#### [EXERCISE DETAILS]
Line for line, the listing below is to be transcribed exactly.
━━━ INFORMATION PROVIDED
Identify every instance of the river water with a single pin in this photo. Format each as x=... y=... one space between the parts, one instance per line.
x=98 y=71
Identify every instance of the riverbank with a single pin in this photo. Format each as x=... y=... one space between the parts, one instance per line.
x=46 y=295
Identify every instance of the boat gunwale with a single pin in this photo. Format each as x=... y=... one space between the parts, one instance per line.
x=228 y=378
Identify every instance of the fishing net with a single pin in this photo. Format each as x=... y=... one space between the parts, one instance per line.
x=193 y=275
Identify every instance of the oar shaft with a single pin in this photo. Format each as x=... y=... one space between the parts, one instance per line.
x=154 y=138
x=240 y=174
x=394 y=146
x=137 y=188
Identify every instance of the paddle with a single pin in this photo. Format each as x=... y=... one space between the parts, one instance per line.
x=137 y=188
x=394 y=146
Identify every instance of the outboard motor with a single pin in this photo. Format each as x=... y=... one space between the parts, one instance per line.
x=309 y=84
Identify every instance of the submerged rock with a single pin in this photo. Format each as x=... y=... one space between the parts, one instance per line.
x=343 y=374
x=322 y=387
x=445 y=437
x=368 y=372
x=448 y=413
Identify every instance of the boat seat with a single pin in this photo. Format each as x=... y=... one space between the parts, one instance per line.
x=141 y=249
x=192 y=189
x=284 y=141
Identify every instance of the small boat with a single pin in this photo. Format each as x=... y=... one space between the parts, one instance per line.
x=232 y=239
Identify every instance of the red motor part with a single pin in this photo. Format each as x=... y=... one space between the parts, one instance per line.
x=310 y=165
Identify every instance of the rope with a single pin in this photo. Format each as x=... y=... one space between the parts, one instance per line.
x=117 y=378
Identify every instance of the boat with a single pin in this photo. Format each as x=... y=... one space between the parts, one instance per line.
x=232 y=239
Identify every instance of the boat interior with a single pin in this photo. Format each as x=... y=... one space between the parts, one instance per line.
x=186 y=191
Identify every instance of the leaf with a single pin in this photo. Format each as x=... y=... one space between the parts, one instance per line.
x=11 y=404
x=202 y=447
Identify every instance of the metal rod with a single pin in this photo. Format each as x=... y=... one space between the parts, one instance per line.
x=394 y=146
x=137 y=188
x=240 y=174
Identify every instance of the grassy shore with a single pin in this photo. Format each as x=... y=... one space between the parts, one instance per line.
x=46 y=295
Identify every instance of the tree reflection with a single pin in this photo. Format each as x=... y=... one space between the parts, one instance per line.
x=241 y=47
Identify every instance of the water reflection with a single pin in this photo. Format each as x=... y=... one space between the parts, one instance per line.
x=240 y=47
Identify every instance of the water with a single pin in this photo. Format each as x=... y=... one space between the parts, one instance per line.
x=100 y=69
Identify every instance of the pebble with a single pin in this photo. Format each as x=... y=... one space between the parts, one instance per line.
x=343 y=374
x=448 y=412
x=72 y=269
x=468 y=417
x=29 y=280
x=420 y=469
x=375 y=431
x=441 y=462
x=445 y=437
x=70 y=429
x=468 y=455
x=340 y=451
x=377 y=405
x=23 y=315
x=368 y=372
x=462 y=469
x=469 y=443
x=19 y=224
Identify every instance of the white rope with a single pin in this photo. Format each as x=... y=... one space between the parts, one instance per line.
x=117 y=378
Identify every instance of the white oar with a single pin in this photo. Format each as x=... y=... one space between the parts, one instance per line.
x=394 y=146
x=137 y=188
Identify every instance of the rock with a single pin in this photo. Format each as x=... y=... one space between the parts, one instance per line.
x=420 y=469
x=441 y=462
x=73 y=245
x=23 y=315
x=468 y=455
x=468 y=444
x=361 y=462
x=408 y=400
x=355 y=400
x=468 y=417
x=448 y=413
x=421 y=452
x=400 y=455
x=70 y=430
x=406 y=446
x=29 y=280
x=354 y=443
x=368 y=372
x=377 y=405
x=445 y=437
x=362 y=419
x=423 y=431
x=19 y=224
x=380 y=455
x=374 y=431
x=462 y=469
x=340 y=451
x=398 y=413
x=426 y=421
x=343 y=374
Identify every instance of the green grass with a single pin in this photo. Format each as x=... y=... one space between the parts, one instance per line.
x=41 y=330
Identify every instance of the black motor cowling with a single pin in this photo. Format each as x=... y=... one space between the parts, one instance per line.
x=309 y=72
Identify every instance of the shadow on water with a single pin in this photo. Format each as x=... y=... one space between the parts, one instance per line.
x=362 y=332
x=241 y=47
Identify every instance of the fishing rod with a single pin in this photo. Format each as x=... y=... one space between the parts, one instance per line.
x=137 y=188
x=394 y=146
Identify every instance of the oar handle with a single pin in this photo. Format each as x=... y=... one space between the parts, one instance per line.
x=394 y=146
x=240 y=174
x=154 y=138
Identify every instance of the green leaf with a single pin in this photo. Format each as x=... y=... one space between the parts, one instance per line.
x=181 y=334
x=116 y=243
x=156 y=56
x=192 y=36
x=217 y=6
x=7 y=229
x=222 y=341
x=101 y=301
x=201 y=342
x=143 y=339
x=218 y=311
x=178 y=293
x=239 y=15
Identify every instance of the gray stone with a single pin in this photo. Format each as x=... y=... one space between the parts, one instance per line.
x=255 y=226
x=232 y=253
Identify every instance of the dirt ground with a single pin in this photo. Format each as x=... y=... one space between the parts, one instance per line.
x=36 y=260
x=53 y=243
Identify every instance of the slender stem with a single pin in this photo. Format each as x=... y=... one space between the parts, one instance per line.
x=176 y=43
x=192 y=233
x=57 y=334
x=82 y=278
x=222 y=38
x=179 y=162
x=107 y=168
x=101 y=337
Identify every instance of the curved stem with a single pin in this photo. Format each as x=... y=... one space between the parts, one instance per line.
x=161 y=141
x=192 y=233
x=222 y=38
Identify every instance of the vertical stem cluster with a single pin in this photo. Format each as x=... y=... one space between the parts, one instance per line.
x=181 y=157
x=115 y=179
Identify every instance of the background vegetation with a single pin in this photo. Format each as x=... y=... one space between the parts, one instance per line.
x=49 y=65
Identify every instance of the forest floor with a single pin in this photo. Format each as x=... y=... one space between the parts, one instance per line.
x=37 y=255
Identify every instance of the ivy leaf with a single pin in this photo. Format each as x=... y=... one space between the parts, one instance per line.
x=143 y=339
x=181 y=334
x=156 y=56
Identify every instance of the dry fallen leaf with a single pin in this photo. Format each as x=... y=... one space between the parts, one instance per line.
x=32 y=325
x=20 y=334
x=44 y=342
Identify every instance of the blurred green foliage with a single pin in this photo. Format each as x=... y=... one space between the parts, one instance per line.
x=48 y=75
━━━━━━
#### [SOLUTION TO THE PROBLEM]
Identify every instance of the river water with a single pin in this photo. Format each as x=... y=... one space between the parts, one instance per line.
x=98 y=71
Identify every instance of the riverbank with a single pin in this photo. Format each as x=... y=... one space between the parts, one instance per line.
x=46 y=295
Identify every instance of the boat gunwale with a single pin in this photo. Format each as x=... y=... one space between the parts, one instance per line.
x=228 y=378
Identify every instance of the fishing net with a single pin in this photo. Format each as x=... y=... one space between the parts, one instance per line.
x=193 y=275
Identify every instance of the oar shaft with a single pin in this photo. Format each as x=... y=... one space between the parts, one instance per line.
x=154 y=138
x=240 y=174
x=394 y=146
x=137 y=188
Identify every instance of the paddle with a single pin in this photo. Format each as x=... y=... one space between the parts, one instance per line.
x=137 y=188
x=394 y=146
Identify every instance of the outboard motor with a single pin in this photo. Format each as x=... y=... one space between the parts, one instance per line.
x=309 y=84
Identify every instance of the submerged rock with a single pin in this photo. Format each as x=... y=... one space between the parts, one instance per line.
x=343 y=374
x=322 y=387
x=445 y=437
x=368 y=372
x=448 y=413
Identify every instance of the boat seat with a single pin in this photo. Format each as x=... y=... one space between the parts, one instance per line.
x=141 y=249
x=192 y=189
x=284 y=141
Identify every instance of the small boat with a single pin in this photo. Format each as x=... y=... one space between the parts, one instance per line.
x=232 y=239
Identify every instance of the red motor part with a single pin in this photo. Format each as x=... y=... one space between the parts, one instance per line.
x=310 y=165
Identify every instance of the rope with a single pin in this photo. Format each as x=... y=... one space between the parts, one instance per line.
x=117 y=378
Identify every instance of the boat with a single pin in this photo. Format each as x=... y=... one space between the parts, one instance per line.
x=232 y=239
Identify every instance of the boat interior with a single pin in this photo. Format each as x=... y=... one space between the parts, one instance per line.
x=186 y=191
Identify every instance of the leaf with a single pin in this photo. Format each as x=... y=... one space between the parts, one instance per line.
x=11 y=404
x=202 y=447
Identify every instance of the metal rod with a single pin in this photo. Format each as x=... y=... one space between the parts, one instance per line.
x=394 y=146
x=137 y=188
x=240 y=174
Identify every instance of the grassy shore with a single pin in this photo. Format each as x=... y=... one space between the parts, one instance per line.
x=46 y=295
Identify every instance of the tree reflection with a single pin in this photo. Format each as x=... y=... one space between the parts, one instance per line.
x=241 y=47
Identify every instance of the water reflection with a single pin in this photo. Format each as x=... y=... one space between the parts, one instance per line.
x=240 y=47
Identify every instance of the water with a single pin in this photo. Format each as x=... y=... one space between the parts, one instance per line.
x=100 y=69
Identify every instance of the pebble with a single pin in this photo. Format each as x=... y=... one space between the parts, one instance per line.
x=343 y=374
x=448 y=412
x=72 y=269
x=468 y=417
x=29 y=280
x=420 y=469
x=375 y=431
x=441 y=462
x=445 y=437
x=70 y=429
x=468 y=455
x=340 y=451
x=377 y=405
x=23 y=315
x=368 y=372
x=462 y=469
x=469 y=443
x=19 y=224
Identify every instance of the white rope with a single pin in this photo. Format each as x=... y=... one space between the parts, one instance per line.
x=117 y=378
Identify every instance of the white oar with a single pin in this photo. Format each as x=... y=... one space between the parts, one instance per line.
x=394 y=146
x=137 y=188
Identify every instance of the rock with a single pin in this photo. Format each as x=... y=... one space between the parts, one instance per line.
x=420 y=469
x=441 y=462
x=73 y=245
x=23 y=315
x=468 y=455
x=468 y=444
x=361 y=462
x=408 y=400
x=355 y=400
x=468 y=417
x=448 y=413
x=421 y=452
x=400 y=455
x=70 y=430
x=406 y=446
x=29 y=280
x=354 y=443
x=368 y=372
x=377 y=405
x=445 y=437
x=362 y=419
x=423 y=431
x=19 y=224
x=380 y=455
x=374 y=431
x=462 y=469
x=340 y=451
x=398 y=413
x=426 y=421
x=343 y=374
Identify every instance of the green grass with a single pin in this photo. Format each as x=... y=... one space between the parts, one instance per line.
x=41 y=330
Identify every instance of the black motor cowling with a single pin in this photo. Format each as x=... y=... one space between the parts, one instance per line.
x=309 y=72
Identify every instance of the shadow on water with a single pin in this photo. Format each as x=... y=... one space between the parts, one instance per line.
x=362 y=332
x=241 y=47
Identify every instance of the fishing rod with a single pin in this photo. Format each as x=... y=... one space between the parts, one instance per line.
x=137 y=188
x=394 y=146
Identify every instance of the oar handle with a single pin in this photo. Format each as x=... y=... one space between the parts, one instance per line.
x=394 y=146
x=240 y=174
x=154 y=138
Identify every instance of the green leaf with a single pin in this photo. Format each as x=... y=... one space between the parts, one instance per line.
x=181 y=334
x=116 y=243
x=156 y=56
x=192 y=36
x=217 y=6
x=7 y=229
x=222 y=341
x=101 y=301
x=201 y=342
x=143 y=339
x=218 y=311
x=178 y=293
x=239 y=15
Identify every instance of the gray stone with a single pin in this photo. Format each as x=... y=... one space between the parts, one instance per line.
x=255 y=226
x=232 y=253
Identify every instance of the dirt ground with a single pin in this photo. Format each as x=... y=... one space between the parts, one instance per line.
x=36 y=260
x=53 y=243
Identify every instance of the slender stem with a single pin in this photo. Format each as x=... y=... one space between the parts, one instance per line.
x=176 y=43
x=192 y=233
x=57 y=334
x=82 y=278
x=222 y=38
x=179 y=162
x=107 y=168
x=101 y=337
Identify every instance of the curved stem with a single pin in this photo. Format each as x=... y=... one space between the parts, one instance per line.
x=161 y=141
x=192 y=233
x=222 y=38
Identify every instance of the vertical stem cluster with a single pin in this photo. Format each as x=... y=... one space between the parts, one instance per line.
x=181 y=157
x=115 y=179
Identify every instance of the background vegetation with a single pin in this photo. Format each as x=... y=... one space between the parts, one instance per line.
x=49 y=65
Identify every instance of the forest floor with a single pin in this photo. Format each as x=... y=... one space between the parts, one instance per line.
x=37 y=255
Identify every instance of the ivy leaf with a single pin in this photo. Format each as x=... y=... one space between the parts, one instance per line.
x=143 y=339
x=181 y=334
x=156 y=56
Identify every instance of the dry fallen leaf with a single pin in this photo. Format each as x=... y=... one space between the parts, one instance per line.
x=32 y=325
x=20 y=334
x=44 y=342
Identify every instance of the blurred green foliage with a single pin in this photo. Format each as x=... y=... one space between the parts, one instance per line.
x=48 y=75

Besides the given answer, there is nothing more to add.